_SELECTED EXCERPT_
Setting Strong Foundations for Early Learning: Lessons from the Global South on Early Childhood Education

Cover of the Journal of Research in Childhood Education, which is purple and includes a yellow-and-orange graphic of people holding hands in the air

Childhood Education International is excited to announce the publication of a special issue of the Journal of Research in Childhood Education.

Setting Strong Foundations for Early Learning: Lessons from the Global South on Early Childhood Education features research on a variety of aspects of early childhood education programs and their outcomes across diverse contexts in low- and lower-middle income countries, including in Mexico, Jamaica, Pakistan, Uganda, and Bangladesh.

The issue features collaborative efforts between researchers from the Global South and Global North and spotlights research from the Early Learning Partnership, a multi-donor trust fund housed at the World Bank that aims to identify effective practices within low-resource settings.

Articles employ both qualitative and quantitative methods and focus on topics including:

  • The impact of the COVID-19 pandemic on young children
  • Early childhood education and school readiness
  • Early childhood education systems, data, and donor coordination

The articles emphasize the important role of early childhood education in shaping children’s learning outcomes, as well as the critical need for policymakers, governments, funders, and others to focus on the most marginalized young children in the Global South.

_EXPLORE THE MATERIAL_
a: In the journal announcement, transcribe the passage starting with "Articles employ both" and going on through "the Global South.".
b: Answer these questions from the journal announcement:
(i) Which organization announced the special issue?
(ii) Where is the Early Learning Partnership housed?
(iii) What color is the journal's cover?

_EXTRACTED DATA_

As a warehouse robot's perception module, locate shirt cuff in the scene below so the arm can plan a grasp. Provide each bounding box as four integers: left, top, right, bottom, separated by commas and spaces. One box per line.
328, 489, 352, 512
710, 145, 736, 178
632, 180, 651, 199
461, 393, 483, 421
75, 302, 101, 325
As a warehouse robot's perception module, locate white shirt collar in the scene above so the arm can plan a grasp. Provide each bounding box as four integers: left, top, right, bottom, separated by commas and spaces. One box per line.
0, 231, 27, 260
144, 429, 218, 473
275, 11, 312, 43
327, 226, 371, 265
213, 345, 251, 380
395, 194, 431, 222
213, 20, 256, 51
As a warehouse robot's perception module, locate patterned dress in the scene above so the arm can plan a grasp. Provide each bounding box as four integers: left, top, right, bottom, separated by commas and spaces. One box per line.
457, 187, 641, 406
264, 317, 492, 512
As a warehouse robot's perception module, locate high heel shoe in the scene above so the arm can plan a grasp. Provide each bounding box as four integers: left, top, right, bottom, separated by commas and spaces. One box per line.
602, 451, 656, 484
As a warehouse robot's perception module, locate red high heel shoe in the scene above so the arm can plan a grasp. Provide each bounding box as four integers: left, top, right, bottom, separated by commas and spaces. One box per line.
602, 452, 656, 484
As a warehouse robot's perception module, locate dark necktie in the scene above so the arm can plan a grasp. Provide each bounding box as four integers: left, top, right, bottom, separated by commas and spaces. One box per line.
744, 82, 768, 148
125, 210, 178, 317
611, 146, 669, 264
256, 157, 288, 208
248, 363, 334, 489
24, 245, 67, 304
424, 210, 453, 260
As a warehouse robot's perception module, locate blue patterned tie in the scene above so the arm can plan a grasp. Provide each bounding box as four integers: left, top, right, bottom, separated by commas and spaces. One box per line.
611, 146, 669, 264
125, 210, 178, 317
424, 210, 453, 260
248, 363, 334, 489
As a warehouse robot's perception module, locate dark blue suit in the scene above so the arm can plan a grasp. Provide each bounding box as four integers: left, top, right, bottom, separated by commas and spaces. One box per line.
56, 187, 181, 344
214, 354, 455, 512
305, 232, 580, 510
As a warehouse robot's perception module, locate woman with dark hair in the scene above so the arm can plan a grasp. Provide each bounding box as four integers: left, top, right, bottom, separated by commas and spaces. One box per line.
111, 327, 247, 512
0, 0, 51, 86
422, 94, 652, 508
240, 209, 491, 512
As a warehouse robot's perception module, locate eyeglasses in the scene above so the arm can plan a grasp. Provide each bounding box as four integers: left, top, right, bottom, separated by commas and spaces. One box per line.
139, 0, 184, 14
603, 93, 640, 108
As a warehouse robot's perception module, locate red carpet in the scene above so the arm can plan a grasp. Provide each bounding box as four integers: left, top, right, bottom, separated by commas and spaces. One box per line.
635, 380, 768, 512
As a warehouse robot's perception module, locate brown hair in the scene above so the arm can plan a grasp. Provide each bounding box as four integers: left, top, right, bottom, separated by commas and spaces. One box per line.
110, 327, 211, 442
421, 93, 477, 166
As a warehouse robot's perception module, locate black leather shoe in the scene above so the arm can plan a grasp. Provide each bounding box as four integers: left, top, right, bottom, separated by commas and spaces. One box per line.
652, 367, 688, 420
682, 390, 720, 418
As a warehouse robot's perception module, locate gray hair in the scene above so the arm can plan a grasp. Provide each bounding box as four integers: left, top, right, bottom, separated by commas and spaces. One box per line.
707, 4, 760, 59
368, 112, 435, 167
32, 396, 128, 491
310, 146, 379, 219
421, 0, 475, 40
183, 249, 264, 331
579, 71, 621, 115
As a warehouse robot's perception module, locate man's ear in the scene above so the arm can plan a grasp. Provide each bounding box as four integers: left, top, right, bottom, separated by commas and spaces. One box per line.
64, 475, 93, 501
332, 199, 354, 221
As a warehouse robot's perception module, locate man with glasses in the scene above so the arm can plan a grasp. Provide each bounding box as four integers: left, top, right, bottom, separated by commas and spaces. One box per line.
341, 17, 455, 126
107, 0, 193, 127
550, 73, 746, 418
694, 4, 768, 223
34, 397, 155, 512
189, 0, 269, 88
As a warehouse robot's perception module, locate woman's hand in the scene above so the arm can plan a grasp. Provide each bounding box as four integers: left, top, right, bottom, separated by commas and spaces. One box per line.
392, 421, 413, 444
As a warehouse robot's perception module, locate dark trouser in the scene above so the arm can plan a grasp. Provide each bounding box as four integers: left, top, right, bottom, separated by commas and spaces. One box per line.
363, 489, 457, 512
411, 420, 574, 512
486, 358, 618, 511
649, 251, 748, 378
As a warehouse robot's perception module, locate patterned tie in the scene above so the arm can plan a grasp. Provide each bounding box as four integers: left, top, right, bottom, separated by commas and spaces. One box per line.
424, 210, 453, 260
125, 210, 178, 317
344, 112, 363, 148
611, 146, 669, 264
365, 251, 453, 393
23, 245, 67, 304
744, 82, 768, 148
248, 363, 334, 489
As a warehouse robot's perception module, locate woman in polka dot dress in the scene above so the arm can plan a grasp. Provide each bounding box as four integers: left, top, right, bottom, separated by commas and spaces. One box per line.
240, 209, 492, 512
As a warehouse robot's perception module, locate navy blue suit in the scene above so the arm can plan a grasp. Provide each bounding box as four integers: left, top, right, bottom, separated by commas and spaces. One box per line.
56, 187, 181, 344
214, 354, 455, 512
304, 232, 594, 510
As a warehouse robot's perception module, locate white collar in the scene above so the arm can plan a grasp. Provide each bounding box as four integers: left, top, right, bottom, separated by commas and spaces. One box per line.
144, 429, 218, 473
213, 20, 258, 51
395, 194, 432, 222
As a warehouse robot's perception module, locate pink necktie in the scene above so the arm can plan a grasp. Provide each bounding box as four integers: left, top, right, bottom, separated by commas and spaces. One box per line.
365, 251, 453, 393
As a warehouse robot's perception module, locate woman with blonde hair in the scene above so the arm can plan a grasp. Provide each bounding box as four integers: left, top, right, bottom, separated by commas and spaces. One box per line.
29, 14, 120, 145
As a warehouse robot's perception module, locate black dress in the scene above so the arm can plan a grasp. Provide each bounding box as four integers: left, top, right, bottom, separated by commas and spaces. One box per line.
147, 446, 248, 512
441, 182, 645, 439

...

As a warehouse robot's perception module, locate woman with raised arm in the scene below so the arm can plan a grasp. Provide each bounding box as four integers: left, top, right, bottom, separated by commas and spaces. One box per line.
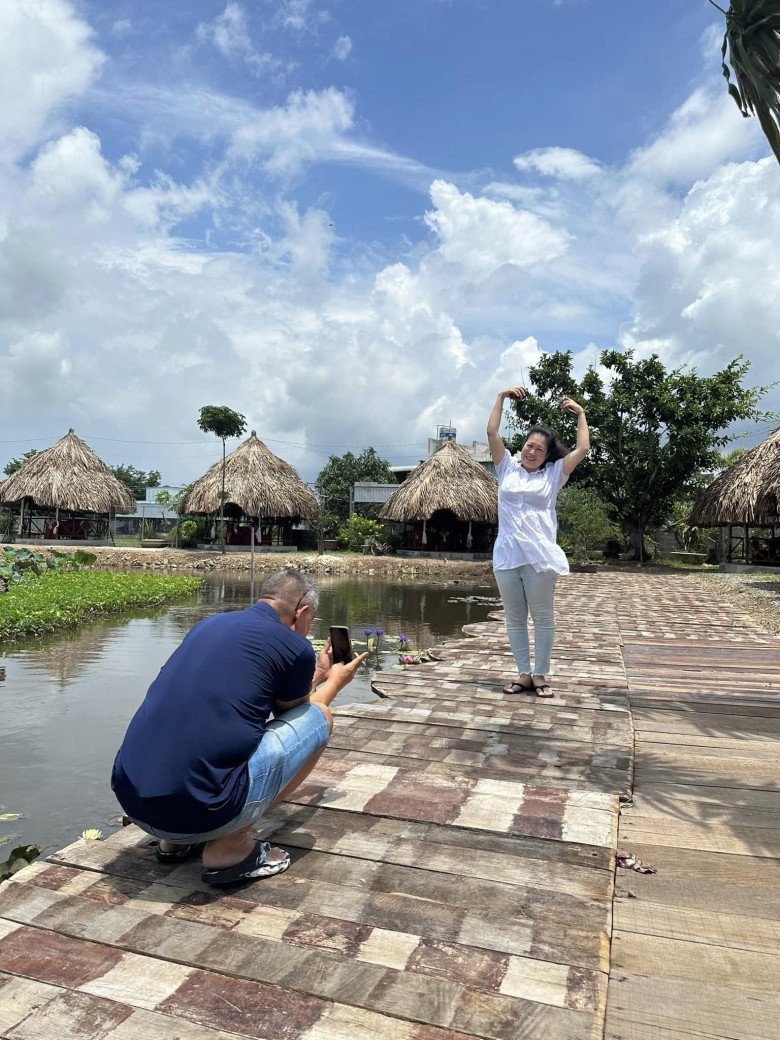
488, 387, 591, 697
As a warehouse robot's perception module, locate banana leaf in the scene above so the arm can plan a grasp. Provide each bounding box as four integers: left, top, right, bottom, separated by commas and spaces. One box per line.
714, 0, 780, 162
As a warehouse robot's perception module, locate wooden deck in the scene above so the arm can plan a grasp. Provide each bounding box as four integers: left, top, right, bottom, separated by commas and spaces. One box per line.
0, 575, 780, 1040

_ANSWERS PROVIDED_
a:
Articles employ both qualitative and quantitative methods and focus on topics including:

  • The impact of the COVID-19 pandemic on young children
  • Early childhood education and school readiness
  • Early childhood education systems, data, and donor coordination

The articles emphasize the important role of early childhood education in shaping children’s learning outcomes, as well as the critical need for policymakers, governments, funders, and others to focus on the most marginalized young children in the Global South.

b:
(i) Childhood Education International
(ii) At the World Bank
(iii) Purple